In the event we did very little in the way of remedial work and concentrated on reducing or even removing the cages. We felt that there was not a major risk of vandalism, and some of the trees risked being malformed by being restricted. (The cherry is now totally cage-free).
The big concern is still damage by over-zealous mowers and strimmers but we are planning to expand the pits (the areas around the trees filled with bark) both to provide a wider safe area and to reduce the competition between the tree roots and the grass roots as the canopies grow).
Head Gardener Mark Waters will be lending a hand with this during the dormant Winter season.
March 2014 – New Trees
In mid-March we were offered 4 Cox’s Orange Pippins by the Park gardening contractors, OCS. These trees had previously been exhibited by OCS at promotional events and had been sitting in pots for at least a year. Their graft unions had been covered, with the result that they had rooted far too high up the trunk. We trimmed this and hopefully they will be none the worse for it. Also they had grown at a strange angle and so needed to be planted at a compensatory angle to make them straight! But they looked healthy, if unpruned.

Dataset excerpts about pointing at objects
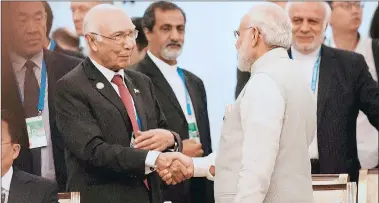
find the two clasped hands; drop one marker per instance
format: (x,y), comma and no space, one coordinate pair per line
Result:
(172,167)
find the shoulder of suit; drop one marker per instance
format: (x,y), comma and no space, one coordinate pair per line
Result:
(345,55)
(134,74)
(27,177)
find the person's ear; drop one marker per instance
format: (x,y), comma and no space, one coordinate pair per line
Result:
(92,42)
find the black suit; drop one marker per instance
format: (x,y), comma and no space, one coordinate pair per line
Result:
(345,87)
(196,190)
(57,65)
(28,188)
(97,130)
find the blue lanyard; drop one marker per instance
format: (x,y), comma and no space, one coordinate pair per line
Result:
(52,45)
(188,99)
(315,73)
(42,89)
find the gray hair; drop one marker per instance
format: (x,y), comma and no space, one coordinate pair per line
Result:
(89,22)
(328,10)
(273,23)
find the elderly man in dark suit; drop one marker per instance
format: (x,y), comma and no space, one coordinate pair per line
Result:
(31,80)
(111,123)
(181,94)
(18,186)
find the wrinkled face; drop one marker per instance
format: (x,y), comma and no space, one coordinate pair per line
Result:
(28,27)
(79,10)
(246,41)
(167,38)
(9,150)
(308,26)
(115,40)
(346,15)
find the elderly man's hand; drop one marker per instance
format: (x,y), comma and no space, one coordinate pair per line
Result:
(181,169)
(156,139)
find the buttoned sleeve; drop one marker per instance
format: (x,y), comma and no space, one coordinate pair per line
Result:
(262,112)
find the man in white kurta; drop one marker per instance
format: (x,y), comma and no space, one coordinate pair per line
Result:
(263,152)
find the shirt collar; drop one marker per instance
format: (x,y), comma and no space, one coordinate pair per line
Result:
(108,73)
(269,57)
(19,61)
(163,66)
(300,56)
(6,179)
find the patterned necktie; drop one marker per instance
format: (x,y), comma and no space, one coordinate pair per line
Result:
(126,98)
(31,91)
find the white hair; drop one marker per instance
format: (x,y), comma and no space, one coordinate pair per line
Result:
(273,23)
(327,9)
(90,23)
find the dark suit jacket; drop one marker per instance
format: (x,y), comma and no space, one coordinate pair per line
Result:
(28,188)
(200,190)
(69,53)
(97,130)
(57,65)
(345,87)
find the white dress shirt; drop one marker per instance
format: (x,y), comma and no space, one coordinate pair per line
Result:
(18,62)
(309,62)
(6,182)
(367,135)
(109,74)
(171,75)
(202,165)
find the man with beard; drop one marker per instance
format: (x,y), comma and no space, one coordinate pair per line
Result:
(345,20)
(180,93)
(345,87)
(266,133)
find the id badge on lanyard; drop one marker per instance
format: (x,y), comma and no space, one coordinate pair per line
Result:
(193,132)
(34,125)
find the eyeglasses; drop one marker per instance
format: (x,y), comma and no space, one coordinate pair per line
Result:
(350,5)
(237,33)
(120,37)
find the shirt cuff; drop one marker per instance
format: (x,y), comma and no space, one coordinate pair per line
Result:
(150,161)
(201,167)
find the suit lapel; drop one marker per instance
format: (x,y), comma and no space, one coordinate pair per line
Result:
(104,87)
(326,75)
(138,101)
(18,192)
(160,81)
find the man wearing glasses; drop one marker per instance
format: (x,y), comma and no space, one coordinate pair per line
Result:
(106,113)
(345,21)
(15,184)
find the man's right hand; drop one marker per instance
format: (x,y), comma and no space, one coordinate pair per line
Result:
(192,148)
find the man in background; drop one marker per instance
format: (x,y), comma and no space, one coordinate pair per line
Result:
(52,44)
(180,93)
(344,87)
(32,78)
(15,183)
(346,18)
(79,10)
(139,51)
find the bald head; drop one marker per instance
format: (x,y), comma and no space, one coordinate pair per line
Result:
(80,9)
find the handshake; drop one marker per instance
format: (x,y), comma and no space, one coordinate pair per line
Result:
(174,167)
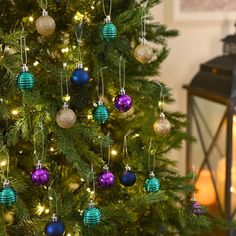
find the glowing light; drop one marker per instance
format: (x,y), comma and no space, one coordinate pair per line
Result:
(3,163)
(113,152)
(14,112)
(46,211)
(31,18)
(35,63)
(40,209)
(66,98)
(89,117)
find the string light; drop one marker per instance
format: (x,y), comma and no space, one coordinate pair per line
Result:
(31,18)
(113,152)
(14,112)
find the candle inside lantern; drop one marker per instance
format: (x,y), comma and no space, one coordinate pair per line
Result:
(205,192)
(221,182)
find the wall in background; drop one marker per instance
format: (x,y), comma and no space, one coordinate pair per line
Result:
(198,42)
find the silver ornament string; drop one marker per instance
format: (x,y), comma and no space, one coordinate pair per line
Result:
(162,98)
(42,140)
(125,147)
(93,181)
(100,77)
(78,36)
(44,4)
(104,9)
(194,177)
(122,83)
(23,47)
(5,177)
(53,196)
(67,87)
(149,158)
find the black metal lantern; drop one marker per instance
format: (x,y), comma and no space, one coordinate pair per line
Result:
(215,82)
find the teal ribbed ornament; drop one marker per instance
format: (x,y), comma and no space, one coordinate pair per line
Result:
(7,195)
(108,32)
(152,184)
(92,216)
(100,113)
(25,80)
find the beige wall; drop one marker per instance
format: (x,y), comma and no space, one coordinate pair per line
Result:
(198,42)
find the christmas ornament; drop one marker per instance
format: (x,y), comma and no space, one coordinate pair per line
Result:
(92,215)
(25,80)
(45,24)
(196,207)
(54,227)
(40,175)
(65,118)
(162,126)
(123,102)
(151,184)
(106,178)
(128,177)
(100,113)
(108,30)
(8,195)
(143,53)
(79,77)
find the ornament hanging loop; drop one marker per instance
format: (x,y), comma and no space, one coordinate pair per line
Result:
(125,147)
(100,80)
(23,49)
(122,80)
(78,36)
(108,16)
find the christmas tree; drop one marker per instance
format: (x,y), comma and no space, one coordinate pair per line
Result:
(84,131)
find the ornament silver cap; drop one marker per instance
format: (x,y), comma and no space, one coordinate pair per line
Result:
(152,174)
(39,165)
(80,65)
(45,13)
(105,167)
(54,217)
(127,167)
(6,183)
(24,68)
(122,91)
(107,19)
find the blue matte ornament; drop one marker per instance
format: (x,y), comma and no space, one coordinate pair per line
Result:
(152,184)
(8,195)
(79,77)
(54,228)
(100,113)
(25,80)
(128,177)
(92,216)
(108,30)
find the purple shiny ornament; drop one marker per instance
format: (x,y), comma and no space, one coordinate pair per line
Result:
(106,179)
(40,175)
(196,208)
(123,102)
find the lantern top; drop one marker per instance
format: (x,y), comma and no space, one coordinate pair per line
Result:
(229,44)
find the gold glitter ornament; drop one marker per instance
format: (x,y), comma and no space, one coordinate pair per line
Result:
(162,125)
(45,24)
(65,118)
(143,53)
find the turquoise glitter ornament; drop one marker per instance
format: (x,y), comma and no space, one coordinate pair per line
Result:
(108,30)
(8,195)
(25,80)
(100,113)
(92,215)
(151,184)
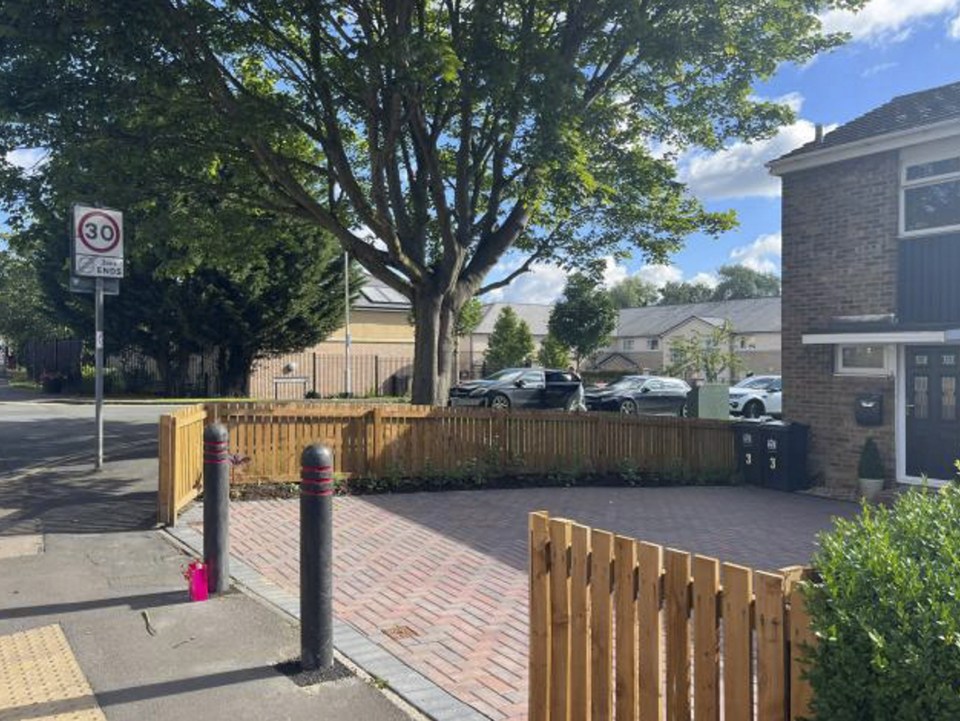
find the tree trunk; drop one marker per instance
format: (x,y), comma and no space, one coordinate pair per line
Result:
(434,315)
(234,366)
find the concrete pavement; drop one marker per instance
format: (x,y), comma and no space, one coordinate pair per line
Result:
(79,551)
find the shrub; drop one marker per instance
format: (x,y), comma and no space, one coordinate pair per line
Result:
(871,465)
(887,614)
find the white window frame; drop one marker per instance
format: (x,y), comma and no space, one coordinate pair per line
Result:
(930,152)
(889,361)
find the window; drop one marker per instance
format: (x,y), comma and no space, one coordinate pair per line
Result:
(867,360)
(930,189)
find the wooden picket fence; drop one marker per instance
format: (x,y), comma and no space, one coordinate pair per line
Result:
(181,460)
(627,630)
(382,440)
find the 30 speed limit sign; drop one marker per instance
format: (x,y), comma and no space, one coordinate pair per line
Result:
(97,242)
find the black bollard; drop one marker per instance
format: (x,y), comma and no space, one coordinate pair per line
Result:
(316,558)
(216,507)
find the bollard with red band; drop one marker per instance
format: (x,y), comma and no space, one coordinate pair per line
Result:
(216,507)
(316,558)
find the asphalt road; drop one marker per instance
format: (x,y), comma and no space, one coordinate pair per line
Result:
(36,431)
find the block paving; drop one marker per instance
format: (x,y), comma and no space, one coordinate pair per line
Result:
(440,579)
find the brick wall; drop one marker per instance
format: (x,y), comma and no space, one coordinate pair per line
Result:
(839,258)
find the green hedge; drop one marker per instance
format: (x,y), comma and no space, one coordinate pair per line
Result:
(886,611)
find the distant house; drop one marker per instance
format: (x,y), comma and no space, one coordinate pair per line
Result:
(473,346)
(381,350)
(643,337)
(871,301)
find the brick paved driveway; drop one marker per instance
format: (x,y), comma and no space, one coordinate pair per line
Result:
(439,579)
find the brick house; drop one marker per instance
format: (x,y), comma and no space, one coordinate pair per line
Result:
(644,336)
(871,298)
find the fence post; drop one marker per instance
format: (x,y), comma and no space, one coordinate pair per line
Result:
(216,507)
(316,558)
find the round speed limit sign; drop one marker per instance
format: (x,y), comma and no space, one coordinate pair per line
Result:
(99,232)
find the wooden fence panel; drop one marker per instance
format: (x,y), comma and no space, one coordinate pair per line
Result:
(539,618)
(745,635)
(677,603)
(737,646)
(559,621)
(392,440)
(801,637)
(650,559)
(625,625)
(771,648)
(181,460)
(601,620)
(580,646)
(706,639)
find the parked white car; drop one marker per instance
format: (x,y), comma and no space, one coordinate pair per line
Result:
(757,396)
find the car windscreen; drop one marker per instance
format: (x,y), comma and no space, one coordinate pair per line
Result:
(510,374)
(755,383)
(626,384)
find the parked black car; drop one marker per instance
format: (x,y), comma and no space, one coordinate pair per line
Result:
(518,388)
(646,395)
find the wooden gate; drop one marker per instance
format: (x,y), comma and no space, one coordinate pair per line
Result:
(627,630)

(TO DO)
Return the passage about the park's fruit trees word for word, from start to finish. You won't need the records for anything here.

(WRITTEN SOLUTION)
In the event we did very little in the way of remedial work and concentrated on reducing or even removing the cages. We felt that there was not a major risk of vandalism, and some of the trees risked being malformed by being restricted. (The cherry is now totally cage-free).
The big concern is still damage by over-zealous mowers and strimmers but we are planning to expand the pits (the areas around the trees filled with bark) both to provide a wider safe area and to reduce the competition between the tree roots and the grass roots as the canopies grow).
Head Gardener Mark Waters will be lending a hand with this during the dormant Winter season.
March 2014 – New Trees
In mid-March we were offered 4 Cox’s Orange Pippins by the Park gardening contractors, OCS. These trees had previously been exhibited by OCS at promotional events and had been sitting in pots for at least a year. Their graft unions had been covered, with the result that they had rooted far too high up the trunk. We trimmed this and hopefully they will be none the worse for it. Also they had grown at a strange angle and so needed to be planted at a compensatory angle to make them straight! But they looked healthy, if unpruned.